** START EXERCISE INPUT **

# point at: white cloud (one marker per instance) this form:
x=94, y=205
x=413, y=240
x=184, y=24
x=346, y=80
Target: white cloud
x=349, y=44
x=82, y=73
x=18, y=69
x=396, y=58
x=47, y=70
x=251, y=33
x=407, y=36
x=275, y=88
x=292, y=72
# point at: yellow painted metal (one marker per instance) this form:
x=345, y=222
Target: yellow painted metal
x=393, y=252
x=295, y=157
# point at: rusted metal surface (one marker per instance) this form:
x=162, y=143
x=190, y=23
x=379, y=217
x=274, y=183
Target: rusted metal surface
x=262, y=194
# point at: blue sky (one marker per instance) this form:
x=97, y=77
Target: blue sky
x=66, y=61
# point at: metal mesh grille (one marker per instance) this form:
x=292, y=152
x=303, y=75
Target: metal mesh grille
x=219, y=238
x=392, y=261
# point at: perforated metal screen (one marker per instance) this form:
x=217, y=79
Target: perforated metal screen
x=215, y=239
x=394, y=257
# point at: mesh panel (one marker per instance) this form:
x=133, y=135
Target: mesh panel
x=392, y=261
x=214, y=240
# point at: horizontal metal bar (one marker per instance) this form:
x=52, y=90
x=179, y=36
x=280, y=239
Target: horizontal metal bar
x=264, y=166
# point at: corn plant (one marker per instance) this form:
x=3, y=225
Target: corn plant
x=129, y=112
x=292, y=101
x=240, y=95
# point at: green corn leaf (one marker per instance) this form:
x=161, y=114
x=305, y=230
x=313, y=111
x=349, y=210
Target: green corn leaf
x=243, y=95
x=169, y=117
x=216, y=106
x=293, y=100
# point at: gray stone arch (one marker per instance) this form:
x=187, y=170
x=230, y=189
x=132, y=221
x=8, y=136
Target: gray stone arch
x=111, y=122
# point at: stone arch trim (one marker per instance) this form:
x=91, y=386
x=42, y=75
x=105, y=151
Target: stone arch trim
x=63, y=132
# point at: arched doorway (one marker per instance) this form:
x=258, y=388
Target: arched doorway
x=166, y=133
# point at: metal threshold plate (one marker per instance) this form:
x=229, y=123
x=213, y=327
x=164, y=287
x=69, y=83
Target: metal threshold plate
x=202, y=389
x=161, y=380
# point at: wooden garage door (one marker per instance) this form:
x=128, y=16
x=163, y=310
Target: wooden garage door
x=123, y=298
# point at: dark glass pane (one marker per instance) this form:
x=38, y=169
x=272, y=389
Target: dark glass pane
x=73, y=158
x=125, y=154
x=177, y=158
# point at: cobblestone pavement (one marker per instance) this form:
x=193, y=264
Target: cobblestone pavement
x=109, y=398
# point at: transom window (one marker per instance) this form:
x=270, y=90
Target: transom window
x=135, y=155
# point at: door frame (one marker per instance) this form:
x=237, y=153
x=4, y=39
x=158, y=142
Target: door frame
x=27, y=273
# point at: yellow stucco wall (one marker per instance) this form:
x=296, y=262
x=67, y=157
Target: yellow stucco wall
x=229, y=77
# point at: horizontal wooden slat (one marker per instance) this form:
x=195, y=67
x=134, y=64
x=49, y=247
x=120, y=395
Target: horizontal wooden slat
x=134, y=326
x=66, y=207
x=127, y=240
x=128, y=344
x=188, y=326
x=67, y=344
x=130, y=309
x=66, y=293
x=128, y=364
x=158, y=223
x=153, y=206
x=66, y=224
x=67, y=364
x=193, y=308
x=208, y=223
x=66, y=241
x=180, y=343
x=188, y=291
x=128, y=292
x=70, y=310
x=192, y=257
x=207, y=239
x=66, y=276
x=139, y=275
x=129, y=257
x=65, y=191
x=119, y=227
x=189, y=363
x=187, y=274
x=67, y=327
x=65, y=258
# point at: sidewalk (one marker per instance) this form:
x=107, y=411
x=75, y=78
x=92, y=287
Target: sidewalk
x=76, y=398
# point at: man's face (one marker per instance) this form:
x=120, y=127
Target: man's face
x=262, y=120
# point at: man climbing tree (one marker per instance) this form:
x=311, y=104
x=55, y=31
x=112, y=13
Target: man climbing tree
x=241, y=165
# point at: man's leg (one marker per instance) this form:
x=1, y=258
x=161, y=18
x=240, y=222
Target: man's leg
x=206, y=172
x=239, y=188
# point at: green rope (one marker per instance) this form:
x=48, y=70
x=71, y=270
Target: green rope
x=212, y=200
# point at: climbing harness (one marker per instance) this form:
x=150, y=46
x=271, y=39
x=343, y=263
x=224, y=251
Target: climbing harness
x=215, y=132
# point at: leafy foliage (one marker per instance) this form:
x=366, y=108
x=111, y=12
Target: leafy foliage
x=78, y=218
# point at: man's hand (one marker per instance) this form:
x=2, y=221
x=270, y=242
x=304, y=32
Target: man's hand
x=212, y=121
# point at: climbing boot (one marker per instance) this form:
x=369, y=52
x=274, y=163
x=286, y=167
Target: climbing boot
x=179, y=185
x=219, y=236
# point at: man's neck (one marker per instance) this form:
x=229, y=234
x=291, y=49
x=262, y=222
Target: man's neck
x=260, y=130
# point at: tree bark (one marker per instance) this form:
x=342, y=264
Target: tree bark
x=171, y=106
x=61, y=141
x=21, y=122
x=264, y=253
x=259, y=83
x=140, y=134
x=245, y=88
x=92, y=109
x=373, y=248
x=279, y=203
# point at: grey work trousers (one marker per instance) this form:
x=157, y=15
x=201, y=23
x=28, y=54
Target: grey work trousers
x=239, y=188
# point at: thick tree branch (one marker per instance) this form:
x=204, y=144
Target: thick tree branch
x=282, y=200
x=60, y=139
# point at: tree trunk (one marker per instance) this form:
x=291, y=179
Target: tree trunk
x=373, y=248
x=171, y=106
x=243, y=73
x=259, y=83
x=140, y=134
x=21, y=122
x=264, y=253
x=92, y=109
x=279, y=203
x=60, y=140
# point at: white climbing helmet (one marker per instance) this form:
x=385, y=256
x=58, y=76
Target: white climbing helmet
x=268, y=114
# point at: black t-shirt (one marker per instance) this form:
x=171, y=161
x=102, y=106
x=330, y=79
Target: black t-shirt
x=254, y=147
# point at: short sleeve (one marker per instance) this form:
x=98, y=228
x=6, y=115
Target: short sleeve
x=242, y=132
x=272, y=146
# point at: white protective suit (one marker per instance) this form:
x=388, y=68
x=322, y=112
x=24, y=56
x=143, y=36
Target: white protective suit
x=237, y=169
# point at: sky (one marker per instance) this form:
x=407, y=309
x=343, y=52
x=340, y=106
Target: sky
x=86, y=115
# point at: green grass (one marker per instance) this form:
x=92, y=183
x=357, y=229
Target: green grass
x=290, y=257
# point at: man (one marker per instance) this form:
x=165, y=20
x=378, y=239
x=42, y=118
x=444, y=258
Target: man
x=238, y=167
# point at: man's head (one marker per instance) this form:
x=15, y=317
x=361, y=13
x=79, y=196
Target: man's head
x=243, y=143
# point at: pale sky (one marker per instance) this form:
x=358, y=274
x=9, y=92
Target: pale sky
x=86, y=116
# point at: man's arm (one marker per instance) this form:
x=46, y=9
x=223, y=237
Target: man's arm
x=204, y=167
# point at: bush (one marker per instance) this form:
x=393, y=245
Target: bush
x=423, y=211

** END EXERCISE INPUT **

| AIM OF THE EXERCISE |
Change every "mesh panel" to "wire panel" in the material, starting at the line that contains "# point at: mesh" and ending at the line that contains "x=264, y=166". Return only those lines, with everything else left the same.

| ANSWER TO THIS TASK |
# point at: wire panel (one marker per instance) this form:
x=133, y=135
Target: wire panel
x=392, y=261
x=214, y=240
# point at: horizontal metal bar (one marker per instance) this form:
x=52, y=90
x=179, y=36
x=280, y=239
Target: horizontal metal bar
x=264, y=166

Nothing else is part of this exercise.